[Items from a data source]
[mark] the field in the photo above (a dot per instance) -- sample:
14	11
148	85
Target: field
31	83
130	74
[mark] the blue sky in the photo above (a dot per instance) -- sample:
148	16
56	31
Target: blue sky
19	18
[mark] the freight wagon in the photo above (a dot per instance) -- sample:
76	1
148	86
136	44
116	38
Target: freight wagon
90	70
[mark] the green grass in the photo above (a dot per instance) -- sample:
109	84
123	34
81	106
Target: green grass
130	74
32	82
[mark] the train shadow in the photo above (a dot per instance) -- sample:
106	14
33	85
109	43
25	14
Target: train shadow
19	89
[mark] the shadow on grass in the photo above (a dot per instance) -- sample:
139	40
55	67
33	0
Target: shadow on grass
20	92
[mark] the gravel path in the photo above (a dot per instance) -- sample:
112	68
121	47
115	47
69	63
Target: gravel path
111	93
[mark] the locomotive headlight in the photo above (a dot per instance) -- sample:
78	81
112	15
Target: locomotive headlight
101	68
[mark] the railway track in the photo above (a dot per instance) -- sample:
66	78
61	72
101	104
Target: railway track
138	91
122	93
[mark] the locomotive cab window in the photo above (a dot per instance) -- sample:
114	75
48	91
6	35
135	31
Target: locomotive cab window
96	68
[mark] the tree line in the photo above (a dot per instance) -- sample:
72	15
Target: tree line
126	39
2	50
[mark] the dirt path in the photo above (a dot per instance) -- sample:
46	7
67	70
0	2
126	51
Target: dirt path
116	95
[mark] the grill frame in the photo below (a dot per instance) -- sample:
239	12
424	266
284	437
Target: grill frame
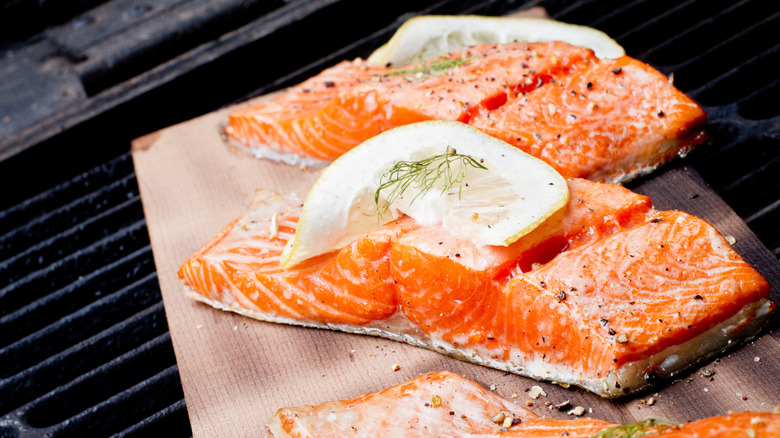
70	228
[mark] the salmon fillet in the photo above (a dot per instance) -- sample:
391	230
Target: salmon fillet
443	404
608	294
604	120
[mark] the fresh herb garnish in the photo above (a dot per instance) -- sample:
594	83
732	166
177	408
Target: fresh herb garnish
436	66
423	174
638	429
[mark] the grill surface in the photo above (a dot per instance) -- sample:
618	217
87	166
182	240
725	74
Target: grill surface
84	345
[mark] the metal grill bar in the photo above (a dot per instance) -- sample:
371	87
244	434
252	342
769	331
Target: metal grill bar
47	375
68	269
58	304
80	306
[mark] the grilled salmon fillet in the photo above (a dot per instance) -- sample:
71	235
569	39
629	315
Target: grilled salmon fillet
608	294
603	120
443	404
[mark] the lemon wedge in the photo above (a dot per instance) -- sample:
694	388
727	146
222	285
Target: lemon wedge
503	197
429	36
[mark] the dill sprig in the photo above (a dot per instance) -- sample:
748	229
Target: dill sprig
647	427
436	66
422	175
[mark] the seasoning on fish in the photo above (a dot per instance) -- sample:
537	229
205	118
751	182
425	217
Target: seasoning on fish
468	410
555	101
644	298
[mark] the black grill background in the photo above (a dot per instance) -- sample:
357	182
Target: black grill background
84	345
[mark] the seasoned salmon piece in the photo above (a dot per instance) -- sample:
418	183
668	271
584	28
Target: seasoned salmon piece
608	294
443	404
604	120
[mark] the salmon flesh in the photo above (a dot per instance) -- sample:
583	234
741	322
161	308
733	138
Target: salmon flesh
603	120
443	404
608	294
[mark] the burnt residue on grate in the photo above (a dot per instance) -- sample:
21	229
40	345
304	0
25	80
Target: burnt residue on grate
84	345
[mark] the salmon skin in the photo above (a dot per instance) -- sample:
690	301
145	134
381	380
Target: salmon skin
443	404
608	294
603	120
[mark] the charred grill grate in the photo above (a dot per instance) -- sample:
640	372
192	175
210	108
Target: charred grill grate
84	345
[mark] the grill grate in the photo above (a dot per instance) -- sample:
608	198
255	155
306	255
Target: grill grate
84	345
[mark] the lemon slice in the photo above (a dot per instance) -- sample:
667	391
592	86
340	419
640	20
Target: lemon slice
429	36
493	206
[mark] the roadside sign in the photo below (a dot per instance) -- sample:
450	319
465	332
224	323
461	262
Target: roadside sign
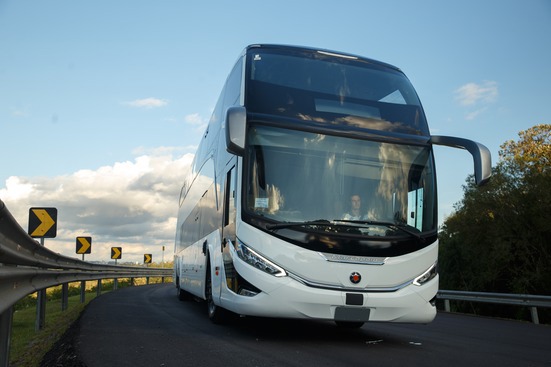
116	253
84	245
42	222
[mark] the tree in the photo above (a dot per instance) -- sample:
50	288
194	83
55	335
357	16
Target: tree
498	239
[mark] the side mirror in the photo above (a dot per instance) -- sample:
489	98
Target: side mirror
481	155
236	127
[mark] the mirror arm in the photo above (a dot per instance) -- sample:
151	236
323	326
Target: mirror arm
481	155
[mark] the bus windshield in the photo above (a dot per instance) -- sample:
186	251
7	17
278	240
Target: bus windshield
297	177
341	91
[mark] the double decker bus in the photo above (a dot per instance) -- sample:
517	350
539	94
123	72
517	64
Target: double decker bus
312	193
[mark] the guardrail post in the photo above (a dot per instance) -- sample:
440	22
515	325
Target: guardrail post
534	313
82	291
40	310
64	296
5	336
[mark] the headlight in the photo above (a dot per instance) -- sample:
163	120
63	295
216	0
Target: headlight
427	275
254	259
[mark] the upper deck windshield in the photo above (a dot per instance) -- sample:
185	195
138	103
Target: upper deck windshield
352	189
342	91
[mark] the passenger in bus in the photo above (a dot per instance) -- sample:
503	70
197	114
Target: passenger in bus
355	209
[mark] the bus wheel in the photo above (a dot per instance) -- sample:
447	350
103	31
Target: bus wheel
349	324
182	295
216	313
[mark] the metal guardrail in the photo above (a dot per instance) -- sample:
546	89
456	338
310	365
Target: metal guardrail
27	267
526	300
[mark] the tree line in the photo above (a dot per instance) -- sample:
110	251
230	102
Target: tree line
499	237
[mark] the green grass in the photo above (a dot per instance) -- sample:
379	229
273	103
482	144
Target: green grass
28	346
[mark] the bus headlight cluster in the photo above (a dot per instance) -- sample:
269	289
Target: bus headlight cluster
254	259
427	275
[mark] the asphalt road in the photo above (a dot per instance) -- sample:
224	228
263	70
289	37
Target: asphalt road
148	326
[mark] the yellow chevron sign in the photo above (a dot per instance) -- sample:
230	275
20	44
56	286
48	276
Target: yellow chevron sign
84	245
42	222
116	253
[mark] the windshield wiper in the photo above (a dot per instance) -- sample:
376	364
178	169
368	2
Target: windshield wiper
390	225
336	222
319	222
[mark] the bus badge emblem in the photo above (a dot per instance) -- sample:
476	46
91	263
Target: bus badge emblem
355	277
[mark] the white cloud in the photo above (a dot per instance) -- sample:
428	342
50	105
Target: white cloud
130	204
471	93
147	103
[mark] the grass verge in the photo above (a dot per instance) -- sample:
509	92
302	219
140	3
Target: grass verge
28	346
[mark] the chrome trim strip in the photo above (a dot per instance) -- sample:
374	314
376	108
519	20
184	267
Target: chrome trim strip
350	259
311	284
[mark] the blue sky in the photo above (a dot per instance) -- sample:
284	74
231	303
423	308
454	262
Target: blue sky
102	102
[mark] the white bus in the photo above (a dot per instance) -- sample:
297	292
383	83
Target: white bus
265	224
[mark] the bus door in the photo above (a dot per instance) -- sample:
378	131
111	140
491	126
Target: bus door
228	227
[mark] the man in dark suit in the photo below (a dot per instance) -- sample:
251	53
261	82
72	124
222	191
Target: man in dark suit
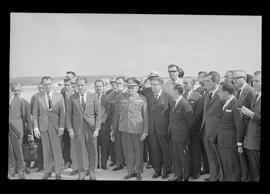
201	76
65	137
230	135
211	111
39	162
244	95
116	135
84	119
103	140
252	140
159	115
111	144
16	133
27	124
202	91
179	130
49	121
193	98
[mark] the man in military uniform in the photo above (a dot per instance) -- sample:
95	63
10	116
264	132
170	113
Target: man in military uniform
133	123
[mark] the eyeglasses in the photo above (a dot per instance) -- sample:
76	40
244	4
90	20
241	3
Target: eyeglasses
238	77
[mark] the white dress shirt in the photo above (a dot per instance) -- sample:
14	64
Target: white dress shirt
227	102
177	100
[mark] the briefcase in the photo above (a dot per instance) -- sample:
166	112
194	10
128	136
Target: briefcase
30	151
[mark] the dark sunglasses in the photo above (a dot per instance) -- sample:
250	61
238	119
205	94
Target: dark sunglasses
172	71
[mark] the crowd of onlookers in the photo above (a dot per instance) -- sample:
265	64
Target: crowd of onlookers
172	126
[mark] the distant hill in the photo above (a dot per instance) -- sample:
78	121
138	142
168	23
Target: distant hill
34	80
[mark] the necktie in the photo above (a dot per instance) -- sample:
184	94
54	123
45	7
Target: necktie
49	101
83	102
238	94
185	95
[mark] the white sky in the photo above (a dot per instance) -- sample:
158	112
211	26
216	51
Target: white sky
132	44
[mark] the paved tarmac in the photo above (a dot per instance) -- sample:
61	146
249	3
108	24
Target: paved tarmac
107	175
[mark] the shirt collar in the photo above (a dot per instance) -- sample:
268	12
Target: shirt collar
158	95
214	91
189	93
228	102
241	89
50	93
178	99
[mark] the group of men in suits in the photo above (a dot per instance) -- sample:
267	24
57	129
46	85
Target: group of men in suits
214	129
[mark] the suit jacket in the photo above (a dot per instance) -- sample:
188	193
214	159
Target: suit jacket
105	112
181	121
159	113
27	117
201	90
194	101
212	110
245	99
253	135
42	115
33	98
17	114
77	116
231	126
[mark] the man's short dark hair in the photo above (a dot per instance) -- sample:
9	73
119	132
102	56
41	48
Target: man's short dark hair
67	79
82	78
99	80
257	72
249	79
180	70
46	78
158	79
214	76
179	88
121	77
227	87
71	72
204	73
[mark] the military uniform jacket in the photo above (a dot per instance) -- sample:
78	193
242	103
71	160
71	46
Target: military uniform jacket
133	114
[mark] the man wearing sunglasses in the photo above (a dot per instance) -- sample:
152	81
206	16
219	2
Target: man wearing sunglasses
176	77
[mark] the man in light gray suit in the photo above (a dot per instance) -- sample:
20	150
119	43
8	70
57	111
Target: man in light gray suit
49	121
84	120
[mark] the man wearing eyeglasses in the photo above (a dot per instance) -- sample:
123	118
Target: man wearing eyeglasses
176	77
244	95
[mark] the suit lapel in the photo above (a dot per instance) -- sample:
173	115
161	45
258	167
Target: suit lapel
213	99
244	92
77	102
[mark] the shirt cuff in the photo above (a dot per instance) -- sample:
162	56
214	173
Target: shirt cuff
239	144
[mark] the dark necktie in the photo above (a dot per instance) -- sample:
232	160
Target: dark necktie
49	101
238	94
82	102
186	95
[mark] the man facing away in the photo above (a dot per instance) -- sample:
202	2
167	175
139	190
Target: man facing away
49	121
84	120
230	135
244	95
133	123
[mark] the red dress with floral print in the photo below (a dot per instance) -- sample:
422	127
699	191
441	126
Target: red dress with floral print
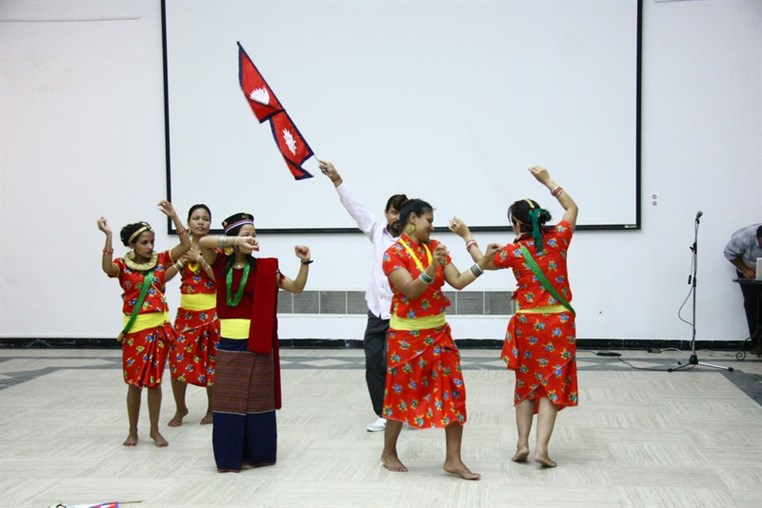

[The problem]: Each line holding the string "with" counts once. Work out the number of such lines in the data and give only that.

[Output of the exercise]: 2